▸ Data extract
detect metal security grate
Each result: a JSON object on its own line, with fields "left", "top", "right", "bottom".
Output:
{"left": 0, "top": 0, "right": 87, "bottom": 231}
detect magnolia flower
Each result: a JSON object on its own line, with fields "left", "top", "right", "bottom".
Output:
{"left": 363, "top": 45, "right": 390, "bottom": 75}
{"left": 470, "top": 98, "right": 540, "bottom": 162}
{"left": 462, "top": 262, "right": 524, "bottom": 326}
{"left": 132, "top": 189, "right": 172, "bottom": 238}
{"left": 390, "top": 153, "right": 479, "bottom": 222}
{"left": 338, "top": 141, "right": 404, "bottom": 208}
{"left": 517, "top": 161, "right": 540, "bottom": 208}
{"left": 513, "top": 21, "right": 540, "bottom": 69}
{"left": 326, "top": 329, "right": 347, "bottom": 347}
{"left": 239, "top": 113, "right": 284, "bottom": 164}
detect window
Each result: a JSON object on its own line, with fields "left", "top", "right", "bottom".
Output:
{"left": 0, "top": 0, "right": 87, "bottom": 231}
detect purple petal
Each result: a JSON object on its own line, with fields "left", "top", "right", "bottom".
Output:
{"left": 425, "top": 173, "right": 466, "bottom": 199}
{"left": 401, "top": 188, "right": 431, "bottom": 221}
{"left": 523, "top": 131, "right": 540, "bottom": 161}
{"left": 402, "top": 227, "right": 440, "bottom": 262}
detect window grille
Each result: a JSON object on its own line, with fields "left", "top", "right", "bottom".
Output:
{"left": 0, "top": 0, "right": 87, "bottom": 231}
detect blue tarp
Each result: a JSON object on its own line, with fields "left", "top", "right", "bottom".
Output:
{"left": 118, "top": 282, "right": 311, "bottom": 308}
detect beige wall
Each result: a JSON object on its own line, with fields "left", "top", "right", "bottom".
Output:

▸ Activity
Using the exact wording, transcribe all the records above.

▸ Exercise output
detect metal security grate
Each result: a JSON object on its own line, with fields "left", "top", "right", "bottom".
Output:
{"left": 0, "top": 0, "right": 87, "bottom": 231}
detect magnolia flower
Each result: a JSON object on its own line, with fields "left", "top", "right", "bottom".
Output:
{"left": 363, "top": 45, "right": 390, "bottom": 75}
{"left": 470, "top": 98, "right": 540, "bottom": 162}
{"left": 462, "top": 262, "right": 524, "bottom": 326}
{"left": 132, "top": 189, "right": 172, "bottom": 238}
{"left": 390, "top": 153, "right": 479, "bottom": 222}
{"left": 338, "top": 141, "right": 404, "bottom": 208}
{"left": 517, "top": 161, "right": 540, "bottom": 208}
{"left": 513, "top": 21, "right": 540, "bottom": 69}
{"left": 326, "top": 329, "right": 347, "bottom": 347}
{"left": 239, "top": 113, "right": 284, "bottom": 164}
detect window
Each result: a JSON object on its own line, with fields "left", "top", "right", "bottom".
Output:
{"left": 0, "top": 0, "right": 87, "bottom": 231}
detect purple petal
Each result: a JSON object on its own line, with fields "left", "top", "right", "bottom".
Output:
{"left": 425, "top": 173, "right": 466, "bottom": 199}
{"left": 401, "top": 188, "right": 431, "bottom": 221}
{"left": 523, "top": 131, "right": 540, "bottom": 161}
{"left": 402, "top": 227, "right": 440, "bottom": 262}
detect window grille
Each result: a JSON object on its own line, with fields "left", "top", "right", "bottom".
Output:
{"left": 0, "top": 0, "right": 87, "bottom": 231}
detect blue tarp
Each result: a JSON object on its own line, with fields "left", "top", "right", "bottom".
Output:
{"left": 118, "top": 282, "right": 311, "bottom": 308}
detect beige wall
Each result: a JSON object on its own line, with fields "left", "top", "right", "bottom".
Output:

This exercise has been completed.